Work required.
What follows is a block of records; reproduce all of it verbatim.
··· Data provided
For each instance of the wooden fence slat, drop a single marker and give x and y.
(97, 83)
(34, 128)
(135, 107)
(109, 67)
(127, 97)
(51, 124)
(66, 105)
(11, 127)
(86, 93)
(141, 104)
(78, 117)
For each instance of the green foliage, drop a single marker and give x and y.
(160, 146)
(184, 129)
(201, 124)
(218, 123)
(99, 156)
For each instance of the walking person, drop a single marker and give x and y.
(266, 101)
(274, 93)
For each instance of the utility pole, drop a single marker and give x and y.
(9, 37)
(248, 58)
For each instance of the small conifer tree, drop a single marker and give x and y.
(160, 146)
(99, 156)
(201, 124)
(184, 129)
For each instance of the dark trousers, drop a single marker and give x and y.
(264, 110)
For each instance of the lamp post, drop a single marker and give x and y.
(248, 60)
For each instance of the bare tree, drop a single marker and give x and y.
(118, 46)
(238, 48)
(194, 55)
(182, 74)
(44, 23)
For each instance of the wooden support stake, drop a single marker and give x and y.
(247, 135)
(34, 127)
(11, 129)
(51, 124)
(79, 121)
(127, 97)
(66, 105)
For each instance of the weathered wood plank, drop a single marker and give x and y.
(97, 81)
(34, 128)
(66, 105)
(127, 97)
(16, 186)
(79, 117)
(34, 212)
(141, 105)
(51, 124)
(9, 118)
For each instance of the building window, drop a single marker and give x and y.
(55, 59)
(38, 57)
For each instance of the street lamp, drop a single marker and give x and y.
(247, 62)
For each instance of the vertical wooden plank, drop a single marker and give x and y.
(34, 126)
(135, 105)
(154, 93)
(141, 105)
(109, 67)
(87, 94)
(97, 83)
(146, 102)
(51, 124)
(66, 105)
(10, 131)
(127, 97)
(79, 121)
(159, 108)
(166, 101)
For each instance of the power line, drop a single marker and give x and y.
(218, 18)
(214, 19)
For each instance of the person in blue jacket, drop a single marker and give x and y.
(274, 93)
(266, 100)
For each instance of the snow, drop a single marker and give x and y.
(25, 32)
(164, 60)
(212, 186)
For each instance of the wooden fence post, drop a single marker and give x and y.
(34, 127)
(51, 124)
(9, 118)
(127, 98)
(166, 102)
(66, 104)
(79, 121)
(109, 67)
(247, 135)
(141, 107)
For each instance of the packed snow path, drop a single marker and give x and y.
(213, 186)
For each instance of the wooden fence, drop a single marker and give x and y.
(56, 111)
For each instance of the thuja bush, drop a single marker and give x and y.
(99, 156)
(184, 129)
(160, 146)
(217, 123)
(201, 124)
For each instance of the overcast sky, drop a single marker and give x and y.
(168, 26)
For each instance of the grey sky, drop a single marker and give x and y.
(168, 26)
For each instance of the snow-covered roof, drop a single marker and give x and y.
······
Output of the task.
For each instance of the wooden fence slat, drop a single marker and give x and y.
(97, 83)
(34, 128)
(135, 107)
(109, 67)
(127, 97)
(51, 124)
(66, 105)
(11, 127)
(86, 93)
(141, 104)
(78, 117)
For each instance of the green foliage, drop a single marker and give x and y.
(160, 146)
(184, 129)
(201, 124)
(218, 123)
(99, 156)
For each instance of the walking person, drop a single marker and give x and y.
(266, 101)
(274, 93)
For each instance of the utility pole, drop a single marker and give x and y.
(9, 37)
(248, 58)
For each instance of the small conifer tree, drop a single marker and give x and y.
(160, 146)
(99, 156)
(201, 124)
(184, 129)
For each instance of the dark trousers, drop a single marker and give x and y.
(264, 110)
For each instance of the lamp post, drop a single marker and give x and y.
(248, 60)
For each instance of the bare tree, drop a single marker and give x and y.
(118, 46)
(238, 48)
(194, 55)
(182, 74)
(44, 23)
For each instance of the wooden support stake, drop a single marker and give x and y.
(247, 135)
(34, 127)
(11, 129)
(51, 124)
(79, 121)
(127, 97)
(66, 105)
For each instance of the weathered wood plank, drop a single marker and give x and y.
(97, 81)
(34, 128)
(66, 105)
(127, 97)
(16, 186)
(79, 117)
(34, 212)
(141, 105)
(51, 124)
(9, 118)
For each instance of the building window, drop a single marker and give x and y.
(55, 59)
(38, 57)
For each instance of the street lamp, drop a single marker and give x and y.
(247, 62)
For each instance of the vertical wooden plank, drop a single marker and give x and y.
(34, 126)
(135, 105)
(154, 93)
(141, 105)
(109, 67)
(87, 94)
(97, 83)
(146, 102)
(51, 124)
(66, 105)
(10, 131)
(127, 97)
(79, 121)
(159, 108)
(166, 101)
For each instance of the power line, drop a single marker and give x and y.
(218, 18)
(214, 19)
For each instance of the person in blue jacket, drop a single marker and give x and y.
(274, 93)
(266, 100)
For each instance of the snow, drop a single marker and give x and y.
(25, 32)
(164, 60)
(212, 186)
For each instance of the wooden fence post, drop a single marker and give x and y.
(34, 127)
(51, 124)
(9, 118)
(127, 98)
(166, 102)
(66, 104)
(79, 121)
(109, 67)
(247, 135)
(141, 107)
For each instance of the packed snow path, drop a single marker and give x and y.
(213, 186)
For each instance of the wooden fence, drop a single marker and give x and y.
(56, 111)
For each instance of the thuja bush, drop a single marker and give x and y.
(99, 156)
(184, 129)
(160, 146)
(217, 123)
(201, 124)
For each instance of the overcast sky, drop a single marker and give x and y.
(168, 26)
For each instance of the grey sky, drop a single marker and give x and y.
(168, 26)
For each instance of the snow-covered roof, drop a single marker and give x and y.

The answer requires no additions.